Source passage.
#####

The Revolutionary Communist Group – for an anti-imperialist movement in Britain

Palestine solidarity: anti-racist, anti-imperialist vanguard

The scenes of police on 6 September 2025 violently assaulting protesters in London’s Parliament Square simply for displaying placards opposing the proscription of Palestine Action provided a sharp contrast with their laissez-faire attitude the following week, as racist hordes thronged the streets of central London, spewing anti-Muslim and anti-migrant slogans with impunity. Yet the so-called ‘Unite the Kingdom’ rally on 13 September was not designated a ‘hate march’ by politicians or their complicit media – unlike the mass Palestine Solidarity Campaign demonstrations in the first months following the Zionist onslaught on Gaza, where the large numbers of young black and Muslim people taking to the streets were dis-proportionately targeted by police for harassment and arrest. Nor was it coincidental that the blue and white flag of the Zionist state fluttered prominently among the sea of Union Jacks and St George’s Crosses. Just two days later, the genocidal Zionist prime minister Benjamin Netanyahu hammered home the point, saying ‘Western Europe has large Islamist minorities. They’re vocal. Many of them are politically motivated. They align with Hamas, they align with Iran…The governments of western Europe are being overtaken by campaigns of violent protest and constant intimidation.’

The Israeli government has spent millions of dollars on research amongst Western European populations to conclude that its best propaganda weapon to undermine growing hostility to Zionism and support for the Palestine struggle is to whip up anti-Muslim sentiment. Thus do the interests of the forces of reaction align, from the British state as it foments hostility to ‘illegal migrants’, through Tommy Robinson’s bootboys, to Zionism. Those marching to the tune of the state’s racist anti-immigrant rhetoric understand how the battlelines are being drawn. For them, flying the Zionist flag goes hand in hand with their anti-Muslim propaganda; the far-right initiated ‘Operation Raise the Colours’ is in large part a hostile reaction to the widespread flying of the Palestinian flag, which in predominantly Muslim areas such as London’s East End is defiantly displayed from homes and lamp-posts; it is not surprising that RCG street stalls and rallies in solidarity with Palestine have recently come under attack from emboldened right-wing thugs. It is all those who today stand in solidarity with the Palestinian liberation struggle who must therefore, in the first instance, form the vanguard of anti-racist and anti-imperialist resistance in Britain.

#####

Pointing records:
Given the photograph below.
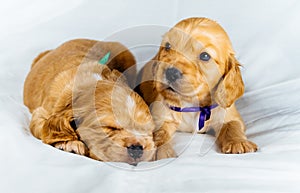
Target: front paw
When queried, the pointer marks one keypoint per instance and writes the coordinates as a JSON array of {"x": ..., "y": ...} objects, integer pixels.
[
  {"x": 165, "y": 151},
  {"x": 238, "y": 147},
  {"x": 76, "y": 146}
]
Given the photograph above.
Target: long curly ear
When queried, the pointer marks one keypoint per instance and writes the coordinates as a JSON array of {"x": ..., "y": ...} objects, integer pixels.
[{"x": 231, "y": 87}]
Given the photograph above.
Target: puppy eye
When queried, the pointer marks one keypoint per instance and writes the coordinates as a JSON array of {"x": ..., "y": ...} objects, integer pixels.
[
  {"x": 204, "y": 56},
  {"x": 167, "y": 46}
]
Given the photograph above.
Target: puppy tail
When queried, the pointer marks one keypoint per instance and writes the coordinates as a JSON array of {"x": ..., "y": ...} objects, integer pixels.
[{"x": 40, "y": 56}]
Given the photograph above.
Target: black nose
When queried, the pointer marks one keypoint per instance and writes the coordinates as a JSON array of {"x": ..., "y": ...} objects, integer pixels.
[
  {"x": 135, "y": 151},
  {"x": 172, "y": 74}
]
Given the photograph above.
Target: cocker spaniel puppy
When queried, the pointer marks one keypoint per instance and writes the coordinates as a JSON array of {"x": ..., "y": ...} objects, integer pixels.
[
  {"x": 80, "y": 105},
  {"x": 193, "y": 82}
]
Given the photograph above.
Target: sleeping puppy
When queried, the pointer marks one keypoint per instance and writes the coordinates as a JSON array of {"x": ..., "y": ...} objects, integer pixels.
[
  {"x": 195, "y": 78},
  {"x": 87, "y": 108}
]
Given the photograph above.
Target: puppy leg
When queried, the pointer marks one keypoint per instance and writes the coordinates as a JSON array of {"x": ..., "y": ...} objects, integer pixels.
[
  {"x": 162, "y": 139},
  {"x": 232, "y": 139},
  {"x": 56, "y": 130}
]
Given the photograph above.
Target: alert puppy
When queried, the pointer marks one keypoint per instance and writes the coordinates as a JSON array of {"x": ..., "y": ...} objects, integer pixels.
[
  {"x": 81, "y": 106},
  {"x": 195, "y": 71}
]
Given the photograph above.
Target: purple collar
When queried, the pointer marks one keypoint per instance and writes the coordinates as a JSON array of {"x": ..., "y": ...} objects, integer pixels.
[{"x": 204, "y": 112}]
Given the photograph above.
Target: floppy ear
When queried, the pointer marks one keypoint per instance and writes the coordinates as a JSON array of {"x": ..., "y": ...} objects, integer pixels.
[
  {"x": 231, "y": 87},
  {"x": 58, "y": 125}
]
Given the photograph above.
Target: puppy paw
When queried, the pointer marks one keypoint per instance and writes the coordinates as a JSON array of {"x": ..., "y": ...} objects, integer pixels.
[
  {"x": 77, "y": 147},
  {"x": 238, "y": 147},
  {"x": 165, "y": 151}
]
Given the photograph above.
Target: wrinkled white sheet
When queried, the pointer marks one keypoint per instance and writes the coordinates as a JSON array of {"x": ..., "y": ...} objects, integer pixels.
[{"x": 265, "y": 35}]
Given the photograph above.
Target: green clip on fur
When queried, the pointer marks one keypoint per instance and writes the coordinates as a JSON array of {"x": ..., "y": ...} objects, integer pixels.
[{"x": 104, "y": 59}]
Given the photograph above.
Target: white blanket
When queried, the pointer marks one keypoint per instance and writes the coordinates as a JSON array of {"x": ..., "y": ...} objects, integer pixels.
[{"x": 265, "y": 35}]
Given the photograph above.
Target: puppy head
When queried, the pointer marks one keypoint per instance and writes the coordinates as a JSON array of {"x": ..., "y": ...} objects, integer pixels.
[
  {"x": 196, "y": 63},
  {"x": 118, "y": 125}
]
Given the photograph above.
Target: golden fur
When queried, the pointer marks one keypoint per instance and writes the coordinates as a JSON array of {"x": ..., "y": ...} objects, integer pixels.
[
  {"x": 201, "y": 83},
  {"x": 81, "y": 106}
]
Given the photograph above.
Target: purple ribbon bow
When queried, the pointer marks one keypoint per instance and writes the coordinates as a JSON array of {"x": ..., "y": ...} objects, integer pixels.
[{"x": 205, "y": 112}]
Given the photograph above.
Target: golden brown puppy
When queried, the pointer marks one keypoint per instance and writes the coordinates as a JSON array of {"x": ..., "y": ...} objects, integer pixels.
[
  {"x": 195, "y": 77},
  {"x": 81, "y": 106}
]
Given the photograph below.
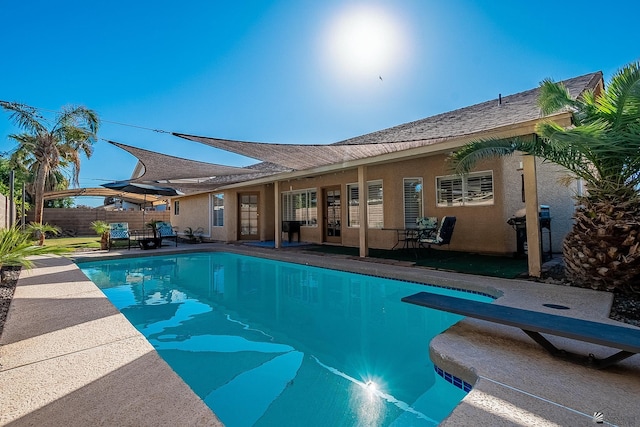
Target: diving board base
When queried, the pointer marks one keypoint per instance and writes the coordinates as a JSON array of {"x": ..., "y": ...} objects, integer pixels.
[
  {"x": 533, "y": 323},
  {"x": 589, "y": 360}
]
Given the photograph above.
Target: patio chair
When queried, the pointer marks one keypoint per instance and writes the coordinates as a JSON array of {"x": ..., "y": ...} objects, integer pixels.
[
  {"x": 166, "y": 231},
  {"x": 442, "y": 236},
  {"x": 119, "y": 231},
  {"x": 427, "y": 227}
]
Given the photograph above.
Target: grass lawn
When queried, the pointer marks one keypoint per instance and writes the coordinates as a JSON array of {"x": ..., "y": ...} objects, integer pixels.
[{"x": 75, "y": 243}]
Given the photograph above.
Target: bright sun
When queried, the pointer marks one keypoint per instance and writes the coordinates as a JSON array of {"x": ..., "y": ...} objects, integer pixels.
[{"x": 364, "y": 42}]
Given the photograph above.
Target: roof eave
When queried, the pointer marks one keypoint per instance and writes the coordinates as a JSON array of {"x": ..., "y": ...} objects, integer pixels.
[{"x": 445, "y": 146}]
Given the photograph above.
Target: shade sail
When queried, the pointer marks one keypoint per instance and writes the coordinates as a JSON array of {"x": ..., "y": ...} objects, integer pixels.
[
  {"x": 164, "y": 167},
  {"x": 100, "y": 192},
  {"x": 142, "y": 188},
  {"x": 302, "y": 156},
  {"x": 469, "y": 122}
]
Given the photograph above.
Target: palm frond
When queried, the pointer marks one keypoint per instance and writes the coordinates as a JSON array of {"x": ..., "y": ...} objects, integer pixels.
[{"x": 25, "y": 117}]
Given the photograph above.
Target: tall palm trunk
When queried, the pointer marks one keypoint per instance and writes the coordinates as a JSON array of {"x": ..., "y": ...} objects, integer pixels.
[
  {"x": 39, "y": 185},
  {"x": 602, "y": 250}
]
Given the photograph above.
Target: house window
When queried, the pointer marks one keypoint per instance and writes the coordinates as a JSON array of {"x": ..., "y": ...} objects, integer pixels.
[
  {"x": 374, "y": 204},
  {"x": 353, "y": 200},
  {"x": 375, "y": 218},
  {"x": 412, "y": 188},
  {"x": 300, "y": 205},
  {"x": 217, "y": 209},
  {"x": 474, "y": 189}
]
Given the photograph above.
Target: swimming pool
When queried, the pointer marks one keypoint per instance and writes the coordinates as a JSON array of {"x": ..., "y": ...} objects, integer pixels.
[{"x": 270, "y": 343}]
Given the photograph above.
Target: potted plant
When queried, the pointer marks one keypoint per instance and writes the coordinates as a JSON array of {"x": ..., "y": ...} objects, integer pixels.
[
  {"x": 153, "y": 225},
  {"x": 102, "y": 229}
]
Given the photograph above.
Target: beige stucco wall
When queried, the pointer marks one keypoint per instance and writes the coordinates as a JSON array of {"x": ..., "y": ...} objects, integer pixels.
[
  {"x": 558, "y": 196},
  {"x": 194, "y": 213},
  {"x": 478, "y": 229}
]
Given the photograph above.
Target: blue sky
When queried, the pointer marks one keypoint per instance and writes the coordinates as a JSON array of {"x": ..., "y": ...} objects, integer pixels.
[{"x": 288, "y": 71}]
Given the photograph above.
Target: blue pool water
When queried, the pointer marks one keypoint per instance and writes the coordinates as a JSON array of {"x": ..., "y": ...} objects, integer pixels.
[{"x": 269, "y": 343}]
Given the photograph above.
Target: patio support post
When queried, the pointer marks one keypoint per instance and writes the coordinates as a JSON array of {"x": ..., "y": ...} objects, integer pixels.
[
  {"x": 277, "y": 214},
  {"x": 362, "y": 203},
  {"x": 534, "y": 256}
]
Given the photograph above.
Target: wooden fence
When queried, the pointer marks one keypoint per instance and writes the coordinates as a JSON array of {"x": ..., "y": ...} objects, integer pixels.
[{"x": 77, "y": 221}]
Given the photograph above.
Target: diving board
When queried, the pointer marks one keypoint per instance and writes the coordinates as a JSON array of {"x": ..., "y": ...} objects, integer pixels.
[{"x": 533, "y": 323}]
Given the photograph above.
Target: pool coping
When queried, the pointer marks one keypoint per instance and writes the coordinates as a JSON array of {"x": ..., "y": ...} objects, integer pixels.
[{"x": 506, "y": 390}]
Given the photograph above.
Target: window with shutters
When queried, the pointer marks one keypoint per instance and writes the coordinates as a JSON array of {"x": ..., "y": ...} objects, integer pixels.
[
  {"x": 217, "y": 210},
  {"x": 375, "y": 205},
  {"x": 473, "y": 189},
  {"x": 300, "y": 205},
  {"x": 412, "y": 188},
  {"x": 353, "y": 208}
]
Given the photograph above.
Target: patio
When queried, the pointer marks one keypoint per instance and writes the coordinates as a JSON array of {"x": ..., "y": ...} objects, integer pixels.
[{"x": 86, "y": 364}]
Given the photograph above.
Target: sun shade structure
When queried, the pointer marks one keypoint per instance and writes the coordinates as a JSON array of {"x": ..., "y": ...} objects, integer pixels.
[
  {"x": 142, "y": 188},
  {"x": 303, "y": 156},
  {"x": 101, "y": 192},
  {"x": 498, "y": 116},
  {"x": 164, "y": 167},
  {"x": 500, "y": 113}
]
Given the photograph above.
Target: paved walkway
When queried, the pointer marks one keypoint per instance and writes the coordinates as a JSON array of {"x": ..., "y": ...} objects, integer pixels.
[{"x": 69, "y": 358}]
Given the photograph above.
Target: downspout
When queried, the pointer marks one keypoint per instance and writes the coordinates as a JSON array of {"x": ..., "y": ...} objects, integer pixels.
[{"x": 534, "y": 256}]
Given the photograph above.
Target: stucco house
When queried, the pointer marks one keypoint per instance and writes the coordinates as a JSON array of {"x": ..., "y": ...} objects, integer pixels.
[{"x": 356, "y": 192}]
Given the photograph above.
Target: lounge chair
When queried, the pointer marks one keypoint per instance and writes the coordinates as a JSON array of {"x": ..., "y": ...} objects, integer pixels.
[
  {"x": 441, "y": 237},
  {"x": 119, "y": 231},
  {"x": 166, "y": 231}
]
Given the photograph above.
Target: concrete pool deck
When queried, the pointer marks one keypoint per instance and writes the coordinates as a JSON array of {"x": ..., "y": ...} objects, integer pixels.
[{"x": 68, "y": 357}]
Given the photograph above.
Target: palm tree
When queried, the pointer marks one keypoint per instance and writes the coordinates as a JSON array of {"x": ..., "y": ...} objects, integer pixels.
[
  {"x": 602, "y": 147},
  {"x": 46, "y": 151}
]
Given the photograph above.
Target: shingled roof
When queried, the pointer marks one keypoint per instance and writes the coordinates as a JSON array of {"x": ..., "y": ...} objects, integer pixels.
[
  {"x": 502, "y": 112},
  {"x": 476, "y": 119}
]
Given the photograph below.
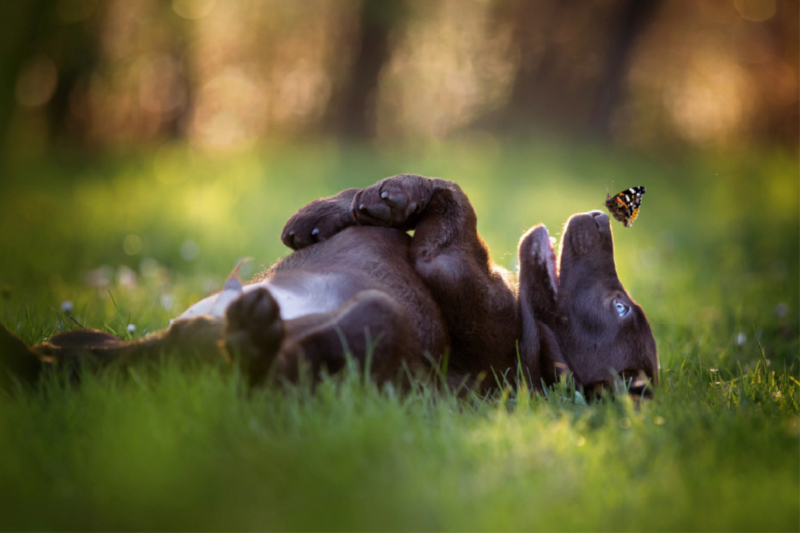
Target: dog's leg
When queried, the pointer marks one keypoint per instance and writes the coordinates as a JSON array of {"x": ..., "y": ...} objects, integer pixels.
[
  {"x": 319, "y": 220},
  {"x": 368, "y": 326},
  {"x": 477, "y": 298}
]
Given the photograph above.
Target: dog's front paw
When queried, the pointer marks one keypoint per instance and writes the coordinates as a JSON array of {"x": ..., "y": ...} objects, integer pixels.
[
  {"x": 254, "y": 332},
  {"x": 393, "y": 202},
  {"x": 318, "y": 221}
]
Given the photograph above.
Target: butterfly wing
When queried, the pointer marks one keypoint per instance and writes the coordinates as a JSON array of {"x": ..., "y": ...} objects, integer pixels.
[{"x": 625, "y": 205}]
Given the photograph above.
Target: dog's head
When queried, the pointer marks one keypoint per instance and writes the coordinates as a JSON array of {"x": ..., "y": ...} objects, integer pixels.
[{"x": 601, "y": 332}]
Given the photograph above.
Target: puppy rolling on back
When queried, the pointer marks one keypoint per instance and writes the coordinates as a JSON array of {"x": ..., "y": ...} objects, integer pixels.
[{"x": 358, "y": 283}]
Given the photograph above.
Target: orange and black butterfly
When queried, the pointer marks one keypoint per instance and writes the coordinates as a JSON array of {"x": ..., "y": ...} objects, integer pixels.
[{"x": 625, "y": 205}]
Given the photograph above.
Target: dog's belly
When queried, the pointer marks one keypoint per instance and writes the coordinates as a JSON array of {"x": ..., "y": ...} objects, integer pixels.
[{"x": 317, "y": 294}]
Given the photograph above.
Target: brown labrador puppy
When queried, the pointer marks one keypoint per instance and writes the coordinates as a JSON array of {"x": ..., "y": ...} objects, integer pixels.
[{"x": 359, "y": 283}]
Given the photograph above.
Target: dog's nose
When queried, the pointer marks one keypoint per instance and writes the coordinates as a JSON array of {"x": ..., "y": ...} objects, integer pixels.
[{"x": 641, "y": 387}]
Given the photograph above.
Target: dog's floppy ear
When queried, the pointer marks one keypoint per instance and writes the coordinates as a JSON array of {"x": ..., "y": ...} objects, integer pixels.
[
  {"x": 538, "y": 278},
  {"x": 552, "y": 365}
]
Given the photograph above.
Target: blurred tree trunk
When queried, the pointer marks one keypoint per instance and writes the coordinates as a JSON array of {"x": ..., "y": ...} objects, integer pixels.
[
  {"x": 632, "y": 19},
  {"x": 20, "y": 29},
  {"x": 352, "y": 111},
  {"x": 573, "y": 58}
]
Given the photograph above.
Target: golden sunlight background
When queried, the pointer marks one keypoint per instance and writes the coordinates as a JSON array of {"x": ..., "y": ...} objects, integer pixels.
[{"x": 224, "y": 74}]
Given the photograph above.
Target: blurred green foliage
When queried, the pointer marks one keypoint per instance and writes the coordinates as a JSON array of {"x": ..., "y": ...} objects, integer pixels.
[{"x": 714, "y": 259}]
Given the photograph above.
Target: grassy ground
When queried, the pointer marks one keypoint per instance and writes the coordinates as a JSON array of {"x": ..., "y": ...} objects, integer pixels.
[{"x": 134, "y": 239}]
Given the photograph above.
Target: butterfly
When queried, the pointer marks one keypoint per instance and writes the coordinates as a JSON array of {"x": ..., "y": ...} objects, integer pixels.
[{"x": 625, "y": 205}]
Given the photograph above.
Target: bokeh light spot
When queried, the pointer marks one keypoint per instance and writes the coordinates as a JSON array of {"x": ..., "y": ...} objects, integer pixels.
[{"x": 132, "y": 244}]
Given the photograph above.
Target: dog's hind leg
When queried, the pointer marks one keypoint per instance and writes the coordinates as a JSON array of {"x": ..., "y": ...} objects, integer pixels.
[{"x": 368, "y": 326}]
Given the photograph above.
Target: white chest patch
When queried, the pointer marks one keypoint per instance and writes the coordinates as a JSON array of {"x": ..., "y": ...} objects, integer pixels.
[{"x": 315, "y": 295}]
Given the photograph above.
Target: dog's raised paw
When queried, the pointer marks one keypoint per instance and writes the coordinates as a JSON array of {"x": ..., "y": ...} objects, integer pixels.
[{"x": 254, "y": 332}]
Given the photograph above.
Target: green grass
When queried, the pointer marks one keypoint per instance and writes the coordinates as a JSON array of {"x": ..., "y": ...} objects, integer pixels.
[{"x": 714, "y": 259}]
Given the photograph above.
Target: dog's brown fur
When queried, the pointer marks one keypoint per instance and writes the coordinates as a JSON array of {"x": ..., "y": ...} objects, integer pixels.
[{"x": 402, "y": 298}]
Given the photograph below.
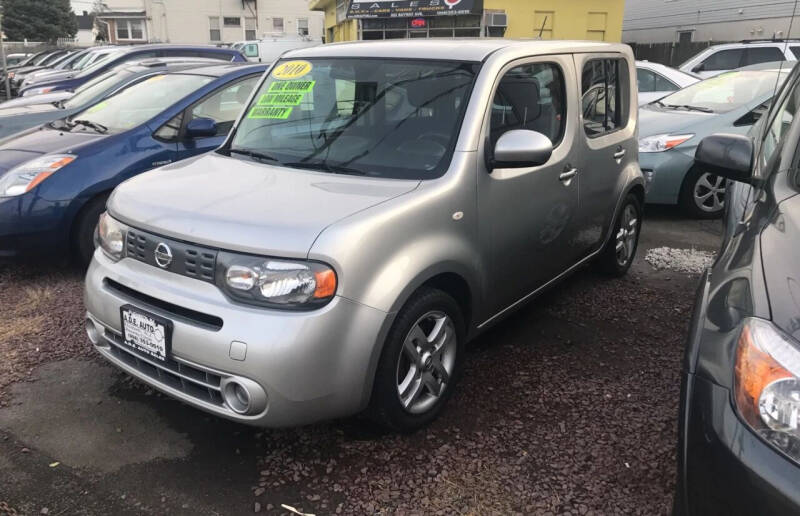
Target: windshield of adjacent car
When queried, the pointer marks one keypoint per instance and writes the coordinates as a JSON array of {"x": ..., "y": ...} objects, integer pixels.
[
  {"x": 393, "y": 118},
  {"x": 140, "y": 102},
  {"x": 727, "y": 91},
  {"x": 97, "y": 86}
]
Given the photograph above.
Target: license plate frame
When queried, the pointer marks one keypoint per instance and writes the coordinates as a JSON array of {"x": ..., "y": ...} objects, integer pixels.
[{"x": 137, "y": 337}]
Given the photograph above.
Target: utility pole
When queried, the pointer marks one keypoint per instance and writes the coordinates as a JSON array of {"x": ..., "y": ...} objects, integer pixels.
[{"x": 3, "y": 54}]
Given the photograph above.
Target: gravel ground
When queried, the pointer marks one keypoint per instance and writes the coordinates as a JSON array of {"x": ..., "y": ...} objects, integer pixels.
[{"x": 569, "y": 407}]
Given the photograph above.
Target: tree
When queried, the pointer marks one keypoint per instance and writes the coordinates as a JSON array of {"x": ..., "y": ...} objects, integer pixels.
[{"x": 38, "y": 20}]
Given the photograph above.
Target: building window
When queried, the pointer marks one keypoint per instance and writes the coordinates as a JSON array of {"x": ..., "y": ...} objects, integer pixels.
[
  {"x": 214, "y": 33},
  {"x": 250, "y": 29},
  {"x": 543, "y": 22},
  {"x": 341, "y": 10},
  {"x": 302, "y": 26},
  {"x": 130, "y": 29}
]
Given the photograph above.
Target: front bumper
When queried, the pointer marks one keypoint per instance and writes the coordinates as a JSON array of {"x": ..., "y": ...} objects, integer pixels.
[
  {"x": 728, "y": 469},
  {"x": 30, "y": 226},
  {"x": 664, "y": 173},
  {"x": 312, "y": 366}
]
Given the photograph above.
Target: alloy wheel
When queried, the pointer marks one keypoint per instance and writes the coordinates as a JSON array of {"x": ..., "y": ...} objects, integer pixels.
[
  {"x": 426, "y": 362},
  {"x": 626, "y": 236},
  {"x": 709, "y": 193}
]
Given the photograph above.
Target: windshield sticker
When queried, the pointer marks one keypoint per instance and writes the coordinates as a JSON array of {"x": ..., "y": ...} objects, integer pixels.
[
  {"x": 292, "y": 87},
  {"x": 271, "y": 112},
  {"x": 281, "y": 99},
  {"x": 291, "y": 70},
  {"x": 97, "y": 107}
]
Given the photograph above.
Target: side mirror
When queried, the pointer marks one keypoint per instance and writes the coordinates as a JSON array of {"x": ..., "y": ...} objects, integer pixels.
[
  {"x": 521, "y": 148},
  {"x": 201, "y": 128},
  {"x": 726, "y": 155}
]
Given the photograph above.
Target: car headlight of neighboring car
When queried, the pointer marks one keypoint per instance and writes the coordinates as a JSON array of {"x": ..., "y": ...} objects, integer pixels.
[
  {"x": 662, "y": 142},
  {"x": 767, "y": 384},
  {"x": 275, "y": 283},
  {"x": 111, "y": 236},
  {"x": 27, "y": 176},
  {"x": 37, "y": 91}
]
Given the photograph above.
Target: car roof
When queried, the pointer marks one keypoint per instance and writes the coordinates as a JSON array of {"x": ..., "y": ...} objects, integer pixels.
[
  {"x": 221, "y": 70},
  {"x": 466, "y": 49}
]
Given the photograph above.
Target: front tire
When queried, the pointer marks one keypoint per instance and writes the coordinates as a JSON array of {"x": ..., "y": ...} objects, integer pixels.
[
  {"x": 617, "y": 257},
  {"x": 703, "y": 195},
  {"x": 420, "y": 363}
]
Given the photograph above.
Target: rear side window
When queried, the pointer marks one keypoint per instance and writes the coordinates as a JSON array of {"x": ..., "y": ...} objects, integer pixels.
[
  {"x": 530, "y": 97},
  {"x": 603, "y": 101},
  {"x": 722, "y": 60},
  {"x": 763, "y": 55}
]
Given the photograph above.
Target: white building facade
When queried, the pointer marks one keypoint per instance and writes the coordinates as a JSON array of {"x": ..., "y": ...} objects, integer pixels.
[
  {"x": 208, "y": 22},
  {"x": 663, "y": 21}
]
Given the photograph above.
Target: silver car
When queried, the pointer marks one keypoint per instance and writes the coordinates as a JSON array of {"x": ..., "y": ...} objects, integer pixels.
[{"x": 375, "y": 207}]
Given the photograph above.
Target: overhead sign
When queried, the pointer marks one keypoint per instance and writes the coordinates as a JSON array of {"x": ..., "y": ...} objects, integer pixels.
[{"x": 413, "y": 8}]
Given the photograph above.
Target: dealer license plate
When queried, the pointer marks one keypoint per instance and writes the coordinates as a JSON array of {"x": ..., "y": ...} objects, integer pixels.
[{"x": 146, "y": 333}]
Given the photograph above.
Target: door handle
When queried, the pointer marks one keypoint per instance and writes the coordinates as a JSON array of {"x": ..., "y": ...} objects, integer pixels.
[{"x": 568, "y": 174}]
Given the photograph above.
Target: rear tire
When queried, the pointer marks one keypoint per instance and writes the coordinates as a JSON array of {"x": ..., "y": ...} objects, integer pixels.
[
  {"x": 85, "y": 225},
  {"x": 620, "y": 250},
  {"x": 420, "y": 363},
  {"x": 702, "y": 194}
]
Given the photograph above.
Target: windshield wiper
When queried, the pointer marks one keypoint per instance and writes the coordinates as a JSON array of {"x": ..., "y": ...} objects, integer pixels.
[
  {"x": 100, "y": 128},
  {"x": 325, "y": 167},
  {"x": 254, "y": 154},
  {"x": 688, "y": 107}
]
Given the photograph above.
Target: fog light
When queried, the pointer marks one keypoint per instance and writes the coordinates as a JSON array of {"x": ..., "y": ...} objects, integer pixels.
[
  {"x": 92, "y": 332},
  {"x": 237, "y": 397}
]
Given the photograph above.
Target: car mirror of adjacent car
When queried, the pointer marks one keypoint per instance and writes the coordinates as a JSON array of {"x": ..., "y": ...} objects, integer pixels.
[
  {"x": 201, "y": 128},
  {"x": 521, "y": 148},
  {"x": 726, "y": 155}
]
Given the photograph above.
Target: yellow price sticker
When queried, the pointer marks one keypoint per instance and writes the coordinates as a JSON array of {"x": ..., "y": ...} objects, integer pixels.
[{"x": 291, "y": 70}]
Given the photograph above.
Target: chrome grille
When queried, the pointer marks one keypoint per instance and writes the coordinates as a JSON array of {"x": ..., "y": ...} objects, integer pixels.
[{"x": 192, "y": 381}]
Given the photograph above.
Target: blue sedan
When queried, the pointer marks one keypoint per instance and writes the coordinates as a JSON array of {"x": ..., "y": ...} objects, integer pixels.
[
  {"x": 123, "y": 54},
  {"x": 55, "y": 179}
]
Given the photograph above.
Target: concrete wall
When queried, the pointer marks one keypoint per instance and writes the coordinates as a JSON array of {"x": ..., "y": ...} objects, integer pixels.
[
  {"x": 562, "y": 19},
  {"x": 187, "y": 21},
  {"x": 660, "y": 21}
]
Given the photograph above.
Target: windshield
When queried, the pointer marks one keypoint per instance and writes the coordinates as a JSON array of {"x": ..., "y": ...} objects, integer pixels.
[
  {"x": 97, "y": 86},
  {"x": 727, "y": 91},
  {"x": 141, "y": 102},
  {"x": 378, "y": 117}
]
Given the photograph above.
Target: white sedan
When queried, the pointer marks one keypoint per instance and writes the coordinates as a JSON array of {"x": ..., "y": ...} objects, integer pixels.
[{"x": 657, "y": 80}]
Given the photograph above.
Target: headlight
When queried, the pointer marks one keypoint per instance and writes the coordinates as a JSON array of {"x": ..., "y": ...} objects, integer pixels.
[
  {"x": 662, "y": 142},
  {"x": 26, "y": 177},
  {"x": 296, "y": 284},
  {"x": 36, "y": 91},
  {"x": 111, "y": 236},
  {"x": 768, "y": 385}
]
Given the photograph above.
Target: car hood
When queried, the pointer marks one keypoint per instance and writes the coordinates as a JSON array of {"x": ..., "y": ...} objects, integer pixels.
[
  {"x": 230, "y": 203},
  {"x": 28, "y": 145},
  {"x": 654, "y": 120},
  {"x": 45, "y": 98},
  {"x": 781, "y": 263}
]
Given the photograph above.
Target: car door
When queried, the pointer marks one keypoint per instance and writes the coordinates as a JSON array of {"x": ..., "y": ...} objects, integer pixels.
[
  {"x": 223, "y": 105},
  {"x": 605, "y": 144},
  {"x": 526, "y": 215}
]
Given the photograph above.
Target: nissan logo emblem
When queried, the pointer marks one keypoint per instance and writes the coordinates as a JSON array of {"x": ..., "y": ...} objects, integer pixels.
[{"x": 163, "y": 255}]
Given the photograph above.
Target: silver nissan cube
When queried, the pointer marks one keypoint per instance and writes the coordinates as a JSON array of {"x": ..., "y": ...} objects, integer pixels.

#####

Short task A. In the Palestine solidarity passage, on what date was the "Unite the Kingdom" rally held?
Short task B. Please work out how many lines of the listing contain the string "floppy", treating uppercase and lowercase as different, and give only that number.

Worked solution A. 13 September

Worked solution B. 2